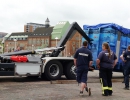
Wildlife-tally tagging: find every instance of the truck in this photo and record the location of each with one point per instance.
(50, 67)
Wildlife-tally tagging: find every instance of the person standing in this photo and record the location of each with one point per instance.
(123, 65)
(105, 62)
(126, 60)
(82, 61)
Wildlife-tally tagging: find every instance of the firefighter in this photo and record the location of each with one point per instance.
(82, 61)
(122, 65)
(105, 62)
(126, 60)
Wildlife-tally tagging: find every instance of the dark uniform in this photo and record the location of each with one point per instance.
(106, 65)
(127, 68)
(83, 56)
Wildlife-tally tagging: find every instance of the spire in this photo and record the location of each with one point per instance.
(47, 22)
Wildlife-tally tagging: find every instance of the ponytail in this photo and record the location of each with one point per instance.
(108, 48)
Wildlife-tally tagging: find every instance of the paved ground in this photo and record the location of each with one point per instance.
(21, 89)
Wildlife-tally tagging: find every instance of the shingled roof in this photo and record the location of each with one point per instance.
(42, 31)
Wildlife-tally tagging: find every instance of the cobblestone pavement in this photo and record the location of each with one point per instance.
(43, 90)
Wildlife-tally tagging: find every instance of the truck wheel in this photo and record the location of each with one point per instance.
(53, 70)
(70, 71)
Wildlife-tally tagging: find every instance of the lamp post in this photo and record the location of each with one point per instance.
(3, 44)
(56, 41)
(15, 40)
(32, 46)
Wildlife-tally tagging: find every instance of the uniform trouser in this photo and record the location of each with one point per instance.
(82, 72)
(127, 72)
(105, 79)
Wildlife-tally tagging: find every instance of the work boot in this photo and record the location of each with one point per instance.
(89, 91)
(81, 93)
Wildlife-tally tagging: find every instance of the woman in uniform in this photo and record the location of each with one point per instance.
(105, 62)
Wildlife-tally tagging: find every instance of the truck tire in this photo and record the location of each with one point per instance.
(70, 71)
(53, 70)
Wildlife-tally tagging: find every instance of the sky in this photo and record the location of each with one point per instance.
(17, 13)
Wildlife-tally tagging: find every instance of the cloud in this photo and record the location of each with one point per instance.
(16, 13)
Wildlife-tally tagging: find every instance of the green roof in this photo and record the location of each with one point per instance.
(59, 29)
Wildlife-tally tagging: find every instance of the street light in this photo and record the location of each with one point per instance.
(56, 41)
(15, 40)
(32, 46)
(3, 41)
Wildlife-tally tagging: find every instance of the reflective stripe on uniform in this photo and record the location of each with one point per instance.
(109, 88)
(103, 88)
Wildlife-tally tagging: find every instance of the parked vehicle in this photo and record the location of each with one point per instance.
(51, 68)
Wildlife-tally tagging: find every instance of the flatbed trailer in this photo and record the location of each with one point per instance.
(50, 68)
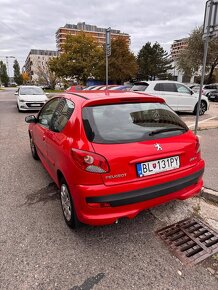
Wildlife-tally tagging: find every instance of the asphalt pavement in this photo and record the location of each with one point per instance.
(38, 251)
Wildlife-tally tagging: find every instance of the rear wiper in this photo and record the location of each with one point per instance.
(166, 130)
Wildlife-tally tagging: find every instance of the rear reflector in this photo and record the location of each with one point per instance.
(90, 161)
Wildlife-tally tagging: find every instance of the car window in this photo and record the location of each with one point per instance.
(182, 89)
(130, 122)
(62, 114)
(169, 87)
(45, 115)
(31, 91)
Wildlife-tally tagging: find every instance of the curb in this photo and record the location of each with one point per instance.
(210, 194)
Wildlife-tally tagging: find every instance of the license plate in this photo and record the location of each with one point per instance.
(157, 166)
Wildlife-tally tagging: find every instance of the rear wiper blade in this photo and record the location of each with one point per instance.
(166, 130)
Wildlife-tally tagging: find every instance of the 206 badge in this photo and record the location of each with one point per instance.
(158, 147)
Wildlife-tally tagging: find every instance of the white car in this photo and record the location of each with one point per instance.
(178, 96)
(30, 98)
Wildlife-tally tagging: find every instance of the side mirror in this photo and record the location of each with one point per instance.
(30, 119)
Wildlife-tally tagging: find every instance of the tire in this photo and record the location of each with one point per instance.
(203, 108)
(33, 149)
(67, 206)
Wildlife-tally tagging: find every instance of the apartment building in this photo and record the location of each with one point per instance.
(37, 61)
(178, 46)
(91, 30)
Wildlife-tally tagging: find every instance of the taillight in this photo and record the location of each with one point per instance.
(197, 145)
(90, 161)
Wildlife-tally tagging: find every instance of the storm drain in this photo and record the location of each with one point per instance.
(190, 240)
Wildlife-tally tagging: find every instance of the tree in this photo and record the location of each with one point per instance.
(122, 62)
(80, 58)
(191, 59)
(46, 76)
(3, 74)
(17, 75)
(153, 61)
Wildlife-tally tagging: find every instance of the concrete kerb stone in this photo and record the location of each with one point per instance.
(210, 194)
...
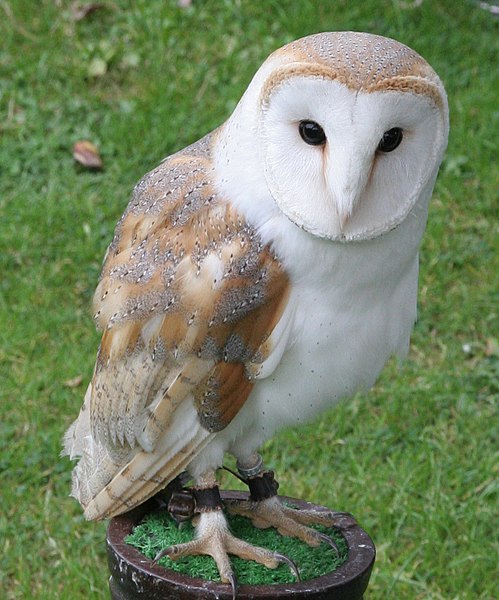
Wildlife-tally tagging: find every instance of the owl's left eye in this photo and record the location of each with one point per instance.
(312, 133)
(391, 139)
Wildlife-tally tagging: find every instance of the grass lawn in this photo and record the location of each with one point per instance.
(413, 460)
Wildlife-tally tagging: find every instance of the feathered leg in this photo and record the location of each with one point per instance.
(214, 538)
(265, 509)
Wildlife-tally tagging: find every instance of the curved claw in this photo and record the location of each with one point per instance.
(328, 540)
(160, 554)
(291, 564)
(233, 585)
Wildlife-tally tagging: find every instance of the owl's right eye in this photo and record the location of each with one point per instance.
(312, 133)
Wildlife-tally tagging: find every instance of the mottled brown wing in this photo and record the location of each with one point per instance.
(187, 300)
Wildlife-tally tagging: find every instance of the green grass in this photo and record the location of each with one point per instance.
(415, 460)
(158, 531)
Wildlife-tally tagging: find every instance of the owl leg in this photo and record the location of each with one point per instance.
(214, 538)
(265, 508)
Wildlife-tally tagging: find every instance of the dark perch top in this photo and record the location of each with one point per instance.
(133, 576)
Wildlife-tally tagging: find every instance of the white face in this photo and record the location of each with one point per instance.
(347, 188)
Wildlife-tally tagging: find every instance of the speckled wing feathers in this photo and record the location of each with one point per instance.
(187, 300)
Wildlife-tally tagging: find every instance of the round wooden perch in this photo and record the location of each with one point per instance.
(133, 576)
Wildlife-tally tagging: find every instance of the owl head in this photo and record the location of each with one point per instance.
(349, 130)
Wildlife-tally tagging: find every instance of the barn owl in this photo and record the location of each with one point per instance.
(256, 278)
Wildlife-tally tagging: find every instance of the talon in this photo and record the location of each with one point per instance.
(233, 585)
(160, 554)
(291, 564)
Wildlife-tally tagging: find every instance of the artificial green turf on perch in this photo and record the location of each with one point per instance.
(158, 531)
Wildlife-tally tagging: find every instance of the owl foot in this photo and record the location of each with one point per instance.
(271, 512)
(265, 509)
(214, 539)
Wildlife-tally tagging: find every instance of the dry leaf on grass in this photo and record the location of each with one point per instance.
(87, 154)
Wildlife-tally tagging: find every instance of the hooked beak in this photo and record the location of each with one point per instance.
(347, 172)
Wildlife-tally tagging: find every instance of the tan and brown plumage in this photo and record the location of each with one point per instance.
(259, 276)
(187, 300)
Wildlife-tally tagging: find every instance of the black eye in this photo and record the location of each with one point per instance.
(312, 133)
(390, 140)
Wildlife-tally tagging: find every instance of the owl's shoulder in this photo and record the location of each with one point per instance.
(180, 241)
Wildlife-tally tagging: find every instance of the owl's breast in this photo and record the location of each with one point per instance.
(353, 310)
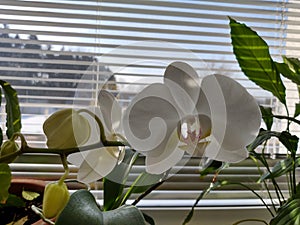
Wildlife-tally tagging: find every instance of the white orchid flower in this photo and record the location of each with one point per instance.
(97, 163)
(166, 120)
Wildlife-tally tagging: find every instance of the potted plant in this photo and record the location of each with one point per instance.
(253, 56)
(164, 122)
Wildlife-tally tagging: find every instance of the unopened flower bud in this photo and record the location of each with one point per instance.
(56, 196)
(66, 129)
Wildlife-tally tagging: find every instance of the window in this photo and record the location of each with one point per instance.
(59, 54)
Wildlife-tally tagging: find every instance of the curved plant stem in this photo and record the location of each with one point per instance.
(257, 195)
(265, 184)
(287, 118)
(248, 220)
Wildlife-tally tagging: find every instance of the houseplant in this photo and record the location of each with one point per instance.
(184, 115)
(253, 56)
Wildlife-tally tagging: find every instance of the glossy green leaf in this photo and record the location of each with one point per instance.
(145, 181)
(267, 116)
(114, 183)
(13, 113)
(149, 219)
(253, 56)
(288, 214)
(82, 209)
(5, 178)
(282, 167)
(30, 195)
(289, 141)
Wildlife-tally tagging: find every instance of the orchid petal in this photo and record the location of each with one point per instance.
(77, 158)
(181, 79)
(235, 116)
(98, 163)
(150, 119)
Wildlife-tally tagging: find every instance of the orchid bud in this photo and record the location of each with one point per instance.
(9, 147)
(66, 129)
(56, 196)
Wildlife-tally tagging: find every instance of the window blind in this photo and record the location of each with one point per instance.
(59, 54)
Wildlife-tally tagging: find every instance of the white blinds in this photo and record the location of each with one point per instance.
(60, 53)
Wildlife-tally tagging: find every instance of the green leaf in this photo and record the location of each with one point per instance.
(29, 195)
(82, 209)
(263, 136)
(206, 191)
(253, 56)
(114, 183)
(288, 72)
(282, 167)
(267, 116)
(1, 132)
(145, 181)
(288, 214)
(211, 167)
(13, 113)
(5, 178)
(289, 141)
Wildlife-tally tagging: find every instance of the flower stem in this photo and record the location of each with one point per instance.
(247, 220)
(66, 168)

-- STATED EXERCISE --
Pick out each line above that contains the string "window" and copy it. The match is case-sensitive.

-- RESULT FOR THIS TASK --
Wildlife-tally tagging: find every instance of the car window in this photo and record the location of each with one point per instance.
Wildlife-tally tagging: find every instance of the window in this photo and record the location of each with one point per instance.
Wildlife-tally tagging: find every instance of the window blind in this photo and record the location of each with one point per instance.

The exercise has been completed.